### Aufgaben
1: Zähle alle Unternehmen auf, die im Text über Flibanserin vorkommen.
2: Beantworte bitte anhand des Textes über Flibanserin diese Fragen:
(a) An welchem Serotonin-Rezeptor wirkt das Molekül als Antagonist?
(b) Wann erhielt Sprout Pharmaceuticals die FDA-Zulassung?
(c) Mit welchem Mittel hatte Pfizer die Erfolge, auf die der kanadische Konzern hoffte?
3: Knüpfe an das Ende des Textes über Flibanserin an und schreibe ihn weiter.
── Textauszug
Flibanserin galt bereits bei seiner Zulassung durch die FDA als äußerst umstritten. Jetzt haben Wissenschaftler Ergebnisse einer Metaanalyse vorgelegt. Sie kommen zu einem vernichtenden Urteil und raten Frauen ab, das Präparat zu verwenden.
Start mit Pannen: Flibanserin kommt ursprünglich aus den Labors von Boehringer Ingelheim. Das Molekül wirkt als Agonist am Serotonin-Rezeptor 5-HT1A und als Antagonist an 5-HT2A. In zwei relevanten Studien zeigte sich keine Verbesserung des Sexualverlangens gegenüber Placebo. Experten der US Food and Drug Administration (FDA) kritisierten neben fehlenden Beweisen für die Wirksamkeit vor allem die schlechte Verträglichkeit. Schließlich übernahm Sprout Pharmaceuticals die Weiterentwicklung – und erhielt Mitte 2015 eine FDA-Zulassung. Kurz darauf wurde Sprout von Valeant übernommen. Der kanadische Konzern hoffte auf ähnliche Erfolge wie seinerzeit Pfizer mit Sildenafil.
────
── Angezeigte Daten
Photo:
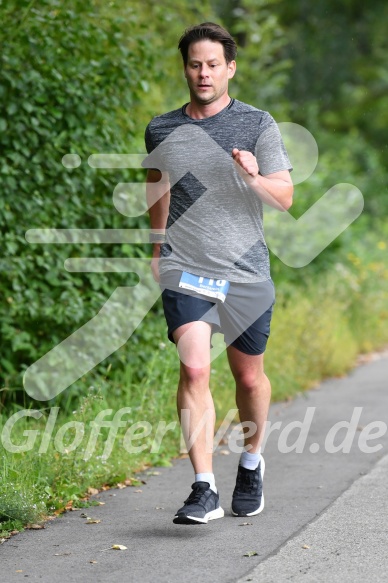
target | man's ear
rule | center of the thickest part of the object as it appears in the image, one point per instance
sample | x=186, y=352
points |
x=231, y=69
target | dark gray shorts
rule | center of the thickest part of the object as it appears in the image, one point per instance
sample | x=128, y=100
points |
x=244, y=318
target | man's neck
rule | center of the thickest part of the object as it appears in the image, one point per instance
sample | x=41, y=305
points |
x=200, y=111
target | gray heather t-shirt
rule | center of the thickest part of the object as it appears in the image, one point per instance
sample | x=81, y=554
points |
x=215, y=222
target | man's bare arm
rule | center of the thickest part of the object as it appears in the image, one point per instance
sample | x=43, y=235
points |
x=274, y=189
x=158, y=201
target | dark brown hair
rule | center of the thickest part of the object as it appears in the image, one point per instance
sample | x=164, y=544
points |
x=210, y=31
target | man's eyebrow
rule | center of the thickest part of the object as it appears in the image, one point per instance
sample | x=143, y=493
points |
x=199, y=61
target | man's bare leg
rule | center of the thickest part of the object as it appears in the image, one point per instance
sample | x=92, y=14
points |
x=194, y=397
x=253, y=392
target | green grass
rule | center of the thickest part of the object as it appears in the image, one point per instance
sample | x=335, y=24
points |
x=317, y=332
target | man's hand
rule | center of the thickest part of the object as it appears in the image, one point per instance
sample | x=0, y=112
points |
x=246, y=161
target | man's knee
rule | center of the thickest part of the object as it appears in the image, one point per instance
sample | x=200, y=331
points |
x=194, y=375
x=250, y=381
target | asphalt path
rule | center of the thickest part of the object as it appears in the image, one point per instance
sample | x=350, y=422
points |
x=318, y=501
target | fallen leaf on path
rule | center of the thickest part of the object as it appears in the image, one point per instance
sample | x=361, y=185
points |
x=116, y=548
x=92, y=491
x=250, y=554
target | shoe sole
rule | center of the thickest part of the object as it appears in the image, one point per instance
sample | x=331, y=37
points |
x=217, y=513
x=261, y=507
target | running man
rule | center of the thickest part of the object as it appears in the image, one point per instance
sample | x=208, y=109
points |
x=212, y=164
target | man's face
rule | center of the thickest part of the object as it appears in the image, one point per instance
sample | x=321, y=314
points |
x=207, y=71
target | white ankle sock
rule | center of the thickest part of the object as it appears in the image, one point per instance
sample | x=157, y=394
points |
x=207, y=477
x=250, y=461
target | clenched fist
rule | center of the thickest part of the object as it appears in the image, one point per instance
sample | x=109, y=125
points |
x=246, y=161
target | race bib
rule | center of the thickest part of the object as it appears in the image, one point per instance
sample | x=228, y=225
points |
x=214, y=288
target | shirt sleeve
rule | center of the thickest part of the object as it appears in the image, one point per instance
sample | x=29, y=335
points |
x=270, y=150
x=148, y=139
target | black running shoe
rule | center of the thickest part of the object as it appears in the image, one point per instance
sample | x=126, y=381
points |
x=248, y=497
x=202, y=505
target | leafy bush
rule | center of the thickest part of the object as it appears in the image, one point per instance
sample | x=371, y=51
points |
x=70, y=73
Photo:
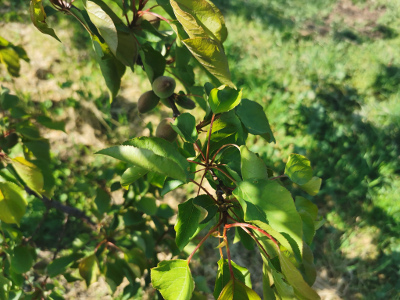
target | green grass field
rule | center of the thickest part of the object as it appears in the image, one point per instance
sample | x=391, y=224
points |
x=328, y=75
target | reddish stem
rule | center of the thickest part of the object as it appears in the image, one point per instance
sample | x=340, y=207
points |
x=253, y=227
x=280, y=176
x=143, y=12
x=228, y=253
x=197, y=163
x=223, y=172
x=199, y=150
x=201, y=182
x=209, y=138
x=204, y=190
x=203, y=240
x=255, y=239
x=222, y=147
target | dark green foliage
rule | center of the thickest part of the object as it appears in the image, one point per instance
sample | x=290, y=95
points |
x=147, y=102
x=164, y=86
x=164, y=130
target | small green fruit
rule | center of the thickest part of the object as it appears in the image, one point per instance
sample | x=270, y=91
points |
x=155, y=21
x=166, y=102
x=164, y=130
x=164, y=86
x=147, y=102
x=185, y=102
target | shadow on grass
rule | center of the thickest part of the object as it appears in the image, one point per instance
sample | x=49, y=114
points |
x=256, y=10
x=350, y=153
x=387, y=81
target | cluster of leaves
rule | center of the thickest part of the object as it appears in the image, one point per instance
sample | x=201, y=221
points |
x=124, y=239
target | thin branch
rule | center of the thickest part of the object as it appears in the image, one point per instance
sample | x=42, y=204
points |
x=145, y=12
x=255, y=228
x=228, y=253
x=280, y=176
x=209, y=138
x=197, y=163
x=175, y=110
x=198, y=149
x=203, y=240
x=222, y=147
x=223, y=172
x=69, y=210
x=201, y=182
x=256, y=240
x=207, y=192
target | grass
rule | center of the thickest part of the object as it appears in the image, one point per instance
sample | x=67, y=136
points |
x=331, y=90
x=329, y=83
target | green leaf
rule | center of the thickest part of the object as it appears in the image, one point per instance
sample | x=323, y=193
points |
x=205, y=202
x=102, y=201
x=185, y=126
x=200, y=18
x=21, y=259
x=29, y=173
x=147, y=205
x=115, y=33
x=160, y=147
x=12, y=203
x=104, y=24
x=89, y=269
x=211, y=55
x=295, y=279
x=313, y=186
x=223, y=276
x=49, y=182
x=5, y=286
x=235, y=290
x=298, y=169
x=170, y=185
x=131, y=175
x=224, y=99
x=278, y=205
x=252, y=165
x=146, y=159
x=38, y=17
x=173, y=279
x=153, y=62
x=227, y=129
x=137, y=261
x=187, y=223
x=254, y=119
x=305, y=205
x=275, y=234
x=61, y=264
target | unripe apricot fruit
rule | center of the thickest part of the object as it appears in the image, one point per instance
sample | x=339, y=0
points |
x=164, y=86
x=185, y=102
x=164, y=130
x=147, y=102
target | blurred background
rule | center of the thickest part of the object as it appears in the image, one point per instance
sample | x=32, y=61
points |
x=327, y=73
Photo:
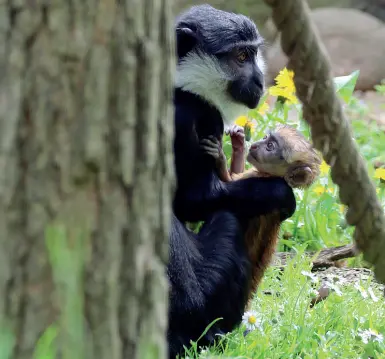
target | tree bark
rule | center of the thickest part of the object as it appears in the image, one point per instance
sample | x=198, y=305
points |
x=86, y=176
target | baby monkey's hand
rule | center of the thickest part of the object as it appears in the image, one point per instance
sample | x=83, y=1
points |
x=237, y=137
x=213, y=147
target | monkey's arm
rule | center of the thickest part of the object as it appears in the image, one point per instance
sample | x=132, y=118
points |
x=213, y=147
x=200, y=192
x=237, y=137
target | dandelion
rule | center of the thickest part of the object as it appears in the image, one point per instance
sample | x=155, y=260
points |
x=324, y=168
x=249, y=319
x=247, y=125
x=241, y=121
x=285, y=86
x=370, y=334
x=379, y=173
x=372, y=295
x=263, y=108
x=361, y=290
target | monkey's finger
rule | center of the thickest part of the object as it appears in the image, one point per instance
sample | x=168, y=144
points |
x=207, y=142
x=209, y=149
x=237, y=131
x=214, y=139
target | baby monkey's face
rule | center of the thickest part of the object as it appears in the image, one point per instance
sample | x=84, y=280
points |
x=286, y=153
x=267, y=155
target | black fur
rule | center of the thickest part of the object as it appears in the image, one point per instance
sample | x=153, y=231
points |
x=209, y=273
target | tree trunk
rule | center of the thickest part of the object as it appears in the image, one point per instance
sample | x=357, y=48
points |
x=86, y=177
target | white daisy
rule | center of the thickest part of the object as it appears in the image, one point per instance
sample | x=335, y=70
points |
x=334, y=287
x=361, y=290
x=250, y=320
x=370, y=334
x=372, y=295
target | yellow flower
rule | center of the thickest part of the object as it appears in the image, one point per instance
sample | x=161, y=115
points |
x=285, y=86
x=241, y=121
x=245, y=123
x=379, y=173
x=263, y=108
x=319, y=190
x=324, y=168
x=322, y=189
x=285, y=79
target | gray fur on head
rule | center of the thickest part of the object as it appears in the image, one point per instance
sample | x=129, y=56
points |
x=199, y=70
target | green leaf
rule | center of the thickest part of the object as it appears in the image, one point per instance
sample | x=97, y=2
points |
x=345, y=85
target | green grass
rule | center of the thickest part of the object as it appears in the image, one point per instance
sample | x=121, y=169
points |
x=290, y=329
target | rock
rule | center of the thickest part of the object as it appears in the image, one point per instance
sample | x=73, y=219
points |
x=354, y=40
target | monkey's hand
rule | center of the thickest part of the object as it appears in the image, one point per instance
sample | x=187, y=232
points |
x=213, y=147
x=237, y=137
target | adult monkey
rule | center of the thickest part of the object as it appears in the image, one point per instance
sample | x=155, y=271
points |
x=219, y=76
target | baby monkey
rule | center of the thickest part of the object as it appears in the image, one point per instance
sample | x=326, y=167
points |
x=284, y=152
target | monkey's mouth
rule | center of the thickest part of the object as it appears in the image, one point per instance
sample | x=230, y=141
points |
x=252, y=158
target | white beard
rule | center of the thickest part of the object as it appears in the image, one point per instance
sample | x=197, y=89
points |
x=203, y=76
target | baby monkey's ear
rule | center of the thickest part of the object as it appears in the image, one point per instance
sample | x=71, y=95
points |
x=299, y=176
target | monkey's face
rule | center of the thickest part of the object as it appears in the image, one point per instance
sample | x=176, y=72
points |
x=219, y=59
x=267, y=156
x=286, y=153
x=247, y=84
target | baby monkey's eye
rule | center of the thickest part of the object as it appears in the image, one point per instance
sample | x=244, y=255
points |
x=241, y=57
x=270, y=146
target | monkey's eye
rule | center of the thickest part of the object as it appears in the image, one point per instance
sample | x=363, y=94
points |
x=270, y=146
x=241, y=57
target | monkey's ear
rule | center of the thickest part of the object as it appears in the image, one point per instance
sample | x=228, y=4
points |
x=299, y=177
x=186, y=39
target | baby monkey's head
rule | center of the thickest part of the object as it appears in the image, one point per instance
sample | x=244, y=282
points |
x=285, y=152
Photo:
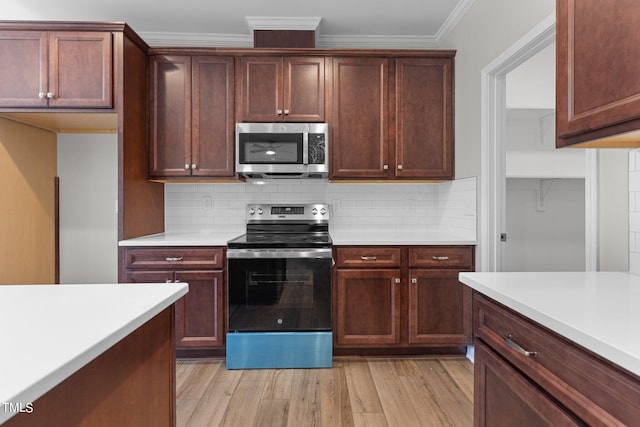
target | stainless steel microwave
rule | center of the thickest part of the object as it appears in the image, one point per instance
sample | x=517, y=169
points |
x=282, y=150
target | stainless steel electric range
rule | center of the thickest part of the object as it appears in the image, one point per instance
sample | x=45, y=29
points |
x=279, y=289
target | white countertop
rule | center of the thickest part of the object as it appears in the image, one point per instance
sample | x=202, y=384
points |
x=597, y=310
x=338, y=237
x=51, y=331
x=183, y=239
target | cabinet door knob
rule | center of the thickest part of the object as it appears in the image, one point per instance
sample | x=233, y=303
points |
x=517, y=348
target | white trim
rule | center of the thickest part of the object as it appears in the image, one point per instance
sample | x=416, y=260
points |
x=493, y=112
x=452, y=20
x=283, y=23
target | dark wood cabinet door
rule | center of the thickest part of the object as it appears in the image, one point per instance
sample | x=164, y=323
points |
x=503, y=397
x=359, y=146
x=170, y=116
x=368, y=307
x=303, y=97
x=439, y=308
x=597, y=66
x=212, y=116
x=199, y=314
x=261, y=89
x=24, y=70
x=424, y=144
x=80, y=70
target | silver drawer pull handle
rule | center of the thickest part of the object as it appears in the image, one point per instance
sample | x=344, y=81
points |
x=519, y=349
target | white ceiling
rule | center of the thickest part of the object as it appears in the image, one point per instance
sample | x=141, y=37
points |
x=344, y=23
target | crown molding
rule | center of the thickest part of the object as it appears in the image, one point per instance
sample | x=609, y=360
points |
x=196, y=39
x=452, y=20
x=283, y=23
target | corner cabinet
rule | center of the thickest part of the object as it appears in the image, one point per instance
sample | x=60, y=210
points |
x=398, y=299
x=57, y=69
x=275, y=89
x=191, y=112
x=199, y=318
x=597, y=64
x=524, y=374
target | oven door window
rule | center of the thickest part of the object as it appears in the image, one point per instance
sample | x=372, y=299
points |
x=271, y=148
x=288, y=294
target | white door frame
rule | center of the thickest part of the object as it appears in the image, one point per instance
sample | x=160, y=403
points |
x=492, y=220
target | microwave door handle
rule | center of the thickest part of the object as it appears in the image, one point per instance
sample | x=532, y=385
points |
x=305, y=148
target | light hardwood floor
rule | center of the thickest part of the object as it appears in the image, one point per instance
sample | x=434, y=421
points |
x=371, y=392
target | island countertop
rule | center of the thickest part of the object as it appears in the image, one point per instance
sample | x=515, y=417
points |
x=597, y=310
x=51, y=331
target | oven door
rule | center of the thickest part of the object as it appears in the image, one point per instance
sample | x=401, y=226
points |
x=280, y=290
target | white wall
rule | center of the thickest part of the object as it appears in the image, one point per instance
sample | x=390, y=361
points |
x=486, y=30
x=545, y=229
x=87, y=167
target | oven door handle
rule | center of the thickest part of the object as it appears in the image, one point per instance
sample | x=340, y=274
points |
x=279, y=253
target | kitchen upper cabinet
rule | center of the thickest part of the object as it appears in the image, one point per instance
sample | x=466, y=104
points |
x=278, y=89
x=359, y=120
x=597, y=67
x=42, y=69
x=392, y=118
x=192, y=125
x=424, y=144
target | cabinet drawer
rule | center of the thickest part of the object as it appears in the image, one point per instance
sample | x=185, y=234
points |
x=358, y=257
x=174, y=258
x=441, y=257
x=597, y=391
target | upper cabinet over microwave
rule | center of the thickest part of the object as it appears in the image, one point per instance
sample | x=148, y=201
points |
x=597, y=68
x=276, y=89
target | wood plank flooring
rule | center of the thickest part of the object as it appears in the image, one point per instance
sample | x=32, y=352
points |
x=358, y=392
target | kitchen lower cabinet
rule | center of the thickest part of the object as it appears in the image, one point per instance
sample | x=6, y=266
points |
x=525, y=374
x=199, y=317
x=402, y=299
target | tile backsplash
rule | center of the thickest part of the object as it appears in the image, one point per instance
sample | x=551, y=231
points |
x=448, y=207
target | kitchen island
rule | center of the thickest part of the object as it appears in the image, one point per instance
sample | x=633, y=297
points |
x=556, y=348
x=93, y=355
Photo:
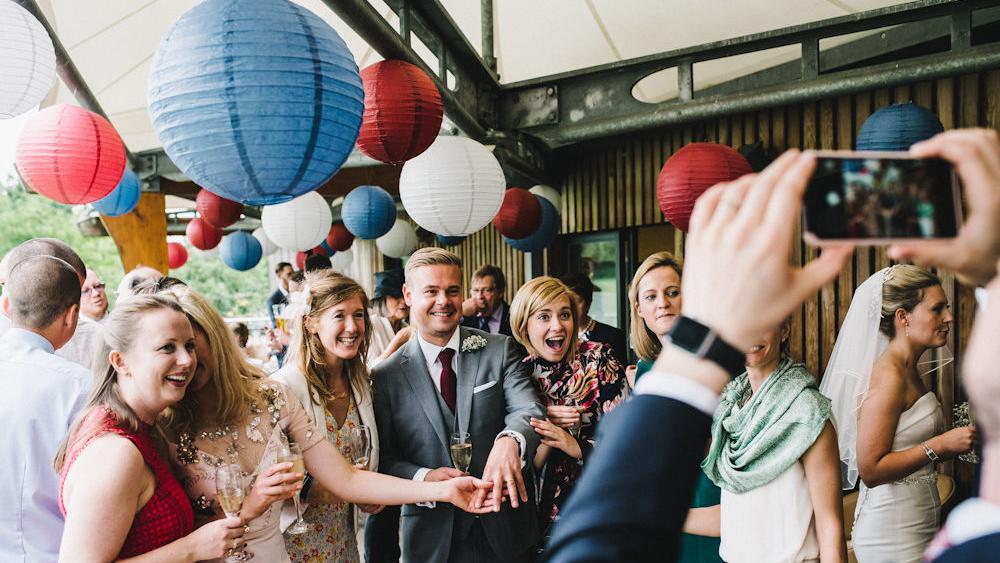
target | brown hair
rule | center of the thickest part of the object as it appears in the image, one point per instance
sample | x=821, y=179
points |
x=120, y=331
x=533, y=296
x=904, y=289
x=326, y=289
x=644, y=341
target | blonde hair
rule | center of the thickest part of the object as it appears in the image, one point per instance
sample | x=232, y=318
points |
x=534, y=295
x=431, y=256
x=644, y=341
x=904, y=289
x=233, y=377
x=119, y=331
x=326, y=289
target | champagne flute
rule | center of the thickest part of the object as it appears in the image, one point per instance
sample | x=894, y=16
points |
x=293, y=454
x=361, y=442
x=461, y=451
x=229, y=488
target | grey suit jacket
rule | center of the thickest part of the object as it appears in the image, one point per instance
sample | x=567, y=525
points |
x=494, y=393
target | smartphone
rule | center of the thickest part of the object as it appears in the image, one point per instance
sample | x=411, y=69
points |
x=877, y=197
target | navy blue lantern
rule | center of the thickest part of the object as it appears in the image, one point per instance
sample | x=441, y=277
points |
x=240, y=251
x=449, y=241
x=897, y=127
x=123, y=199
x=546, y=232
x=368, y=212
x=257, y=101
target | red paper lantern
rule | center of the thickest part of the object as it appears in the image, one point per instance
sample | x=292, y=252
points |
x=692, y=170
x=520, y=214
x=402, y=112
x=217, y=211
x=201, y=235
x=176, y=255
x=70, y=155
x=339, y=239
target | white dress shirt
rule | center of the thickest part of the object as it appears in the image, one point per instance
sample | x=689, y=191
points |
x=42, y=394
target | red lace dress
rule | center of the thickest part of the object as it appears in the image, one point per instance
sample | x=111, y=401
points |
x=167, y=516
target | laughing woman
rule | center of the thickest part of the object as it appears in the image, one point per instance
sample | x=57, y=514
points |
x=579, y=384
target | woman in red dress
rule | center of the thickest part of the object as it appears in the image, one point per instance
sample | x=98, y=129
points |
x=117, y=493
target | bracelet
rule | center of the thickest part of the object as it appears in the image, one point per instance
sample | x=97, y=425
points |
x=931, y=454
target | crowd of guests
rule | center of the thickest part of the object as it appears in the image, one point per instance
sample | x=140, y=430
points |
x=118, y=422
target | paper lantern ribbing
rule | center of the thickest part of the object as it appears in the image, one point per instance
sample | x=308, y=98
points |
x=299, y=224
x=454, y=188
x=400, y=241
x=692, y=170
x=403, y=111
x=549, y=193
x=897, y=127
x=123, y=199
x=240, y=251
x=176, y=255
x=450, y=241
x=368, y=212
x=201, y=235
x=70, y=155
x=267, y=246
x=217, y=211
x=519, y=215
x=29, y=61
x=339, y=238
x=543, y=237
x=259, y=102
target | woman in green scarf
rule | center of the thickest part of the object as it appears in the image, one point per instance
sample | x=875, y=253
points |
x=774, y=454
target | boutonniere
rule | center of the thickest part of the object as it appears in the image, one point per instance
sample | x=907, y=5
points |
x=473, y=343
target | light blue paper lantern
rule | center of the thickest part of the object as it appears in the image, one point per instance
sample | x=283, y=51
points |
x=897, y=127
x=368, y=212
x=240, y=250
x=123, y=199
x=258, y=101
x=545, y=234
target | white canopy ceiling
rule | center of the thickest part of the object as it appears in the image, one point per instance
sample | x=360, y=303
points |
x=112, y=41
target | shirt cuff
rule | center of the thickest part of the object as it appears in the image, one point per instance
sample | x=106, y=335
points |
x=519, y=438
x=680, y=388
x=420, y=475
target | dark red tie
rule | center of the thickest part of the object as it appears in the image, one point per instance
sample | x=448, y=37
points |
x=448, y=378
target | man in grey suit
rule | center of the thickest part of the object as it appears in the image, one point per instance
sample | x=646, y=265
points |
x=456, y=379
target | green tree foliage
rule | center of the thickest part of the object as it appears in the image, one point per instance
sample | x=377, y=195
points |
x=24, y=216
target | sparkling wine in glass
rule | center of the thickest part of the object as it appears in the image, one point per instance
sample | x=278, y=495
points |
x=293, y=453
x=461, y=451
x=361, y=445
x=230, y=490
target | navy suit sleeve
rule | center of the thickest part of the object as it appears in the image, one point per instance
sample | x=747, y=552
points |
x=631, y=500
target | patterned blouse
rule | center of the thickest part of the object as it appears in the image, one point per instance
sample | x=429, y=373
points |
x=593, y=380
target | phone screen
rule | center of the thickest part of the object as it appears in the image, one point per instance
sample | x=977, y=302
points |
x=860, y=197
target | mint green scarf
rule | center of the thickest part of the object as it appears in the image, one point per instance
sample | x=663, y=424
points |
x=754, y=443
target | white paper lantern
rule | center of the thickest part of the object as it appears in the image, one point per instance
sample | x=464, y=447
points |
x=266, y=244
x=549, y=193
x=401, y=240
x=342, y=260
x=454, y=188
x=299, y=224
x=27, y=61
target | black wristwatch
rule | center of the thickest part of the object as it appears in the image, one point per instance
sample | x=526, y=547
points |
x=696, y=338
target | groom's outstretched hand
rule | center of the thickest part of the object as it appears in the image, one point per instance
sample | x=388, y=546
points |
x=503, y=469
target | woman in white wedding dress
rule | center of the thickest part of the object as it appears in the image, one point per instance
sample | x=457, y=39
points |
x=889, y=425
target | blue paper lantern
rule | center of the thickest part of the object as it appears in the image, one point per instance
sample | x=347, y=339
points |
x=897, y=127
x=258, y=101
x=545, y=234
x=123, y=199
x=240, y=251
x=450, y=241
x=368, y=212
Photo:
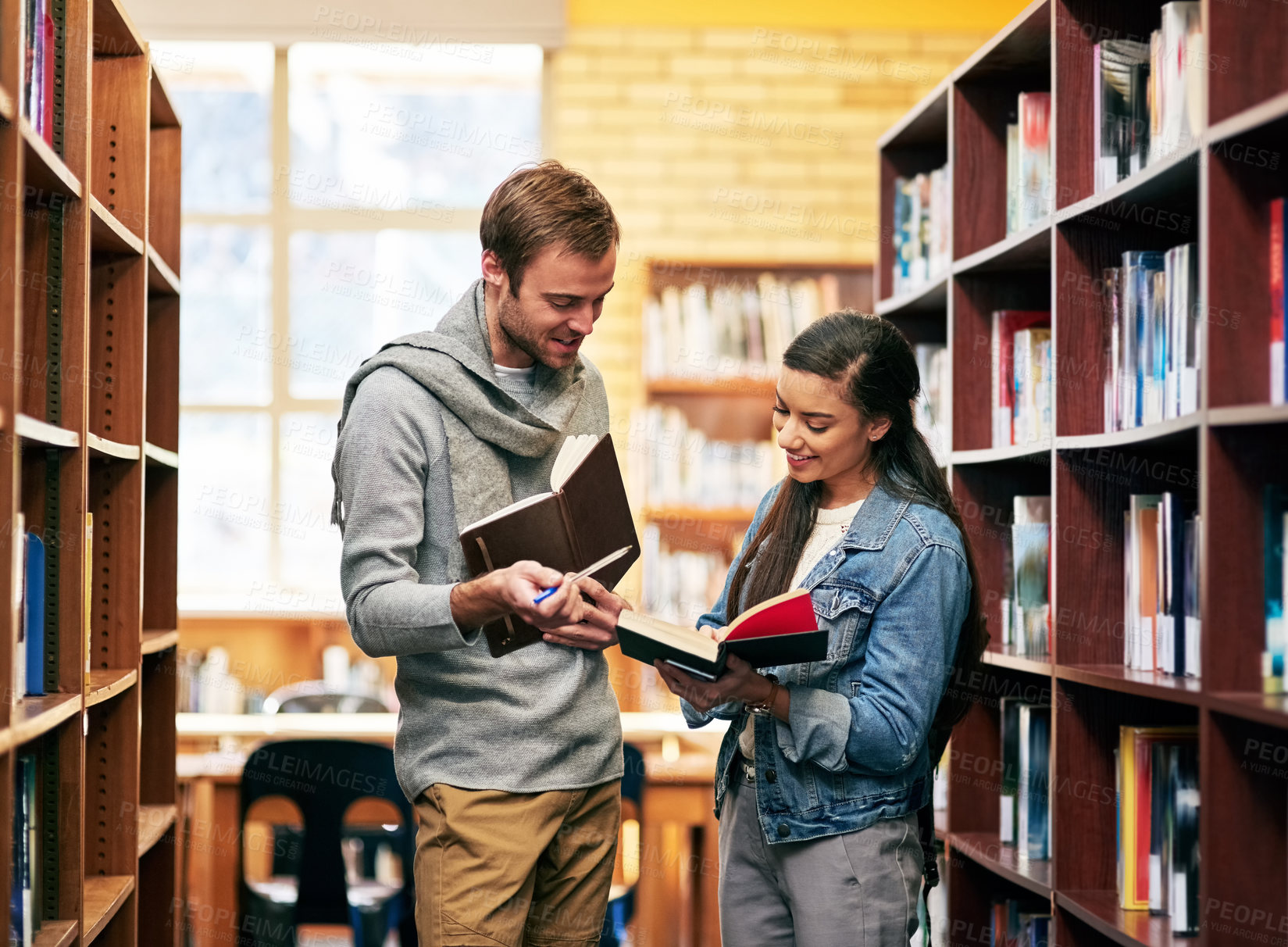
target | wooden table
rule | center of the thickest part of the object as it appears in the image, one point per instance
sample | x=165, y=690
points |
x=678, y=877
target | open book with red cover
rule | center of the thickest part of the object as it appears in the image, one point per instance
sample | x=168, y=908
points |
────
### Deine Antworten
1: Boehringer Ingelheim, Sprout Pharmaceuticals, Valeant, Pfizer

2:
(a) 5-HT1A ist der Agonist-Rezeptor, als Antagonist wirkt es an 5-HT2A.
(b) Mitte 2015
(c) Sildenafil

3:
Jetzt hat Loes Jaspers von der Universität in Rotterdam zusammen mit Kollegen die Ergebnisse einer umfassenden Metaanalyse veröffentlicht. Er fand acht Studien. Trotz ihres randomisierten, placebokontrollierten und doppelblinden Designs hält Jaspers einen Bias durch Ärzte für möglich; er stuft die Qualität als „sehr gering“ ein. Vor der Therapie hatten Frauen im Schnitt 2,5 befriedigende sexuelle Erfahrungen (satisfying sexual events, SSE) pro Monat. Die Intensität des sexuellen Verlangens lag bei 11,1 von 84 möglichen Punkten auf dem eDiary desire-Score, und beim Verlangen gibt Jaspers 1,8 an, gemessen mit dem Female Sexual Function Index (FSFI). Hier sind maximal 6,0 Zähler möglich. Erhielten Probandinnen 100 Milligramm Flibanserin pro Tag, erhöhte sich die Zahl an SSE um 0,49 und das sexuelle Verlangen um 1,63 Punkte. Die Unterschiede erwiesen sich als signifikant gegenüber Placebo, aber nicht unbedingt als relevant für den Alltag.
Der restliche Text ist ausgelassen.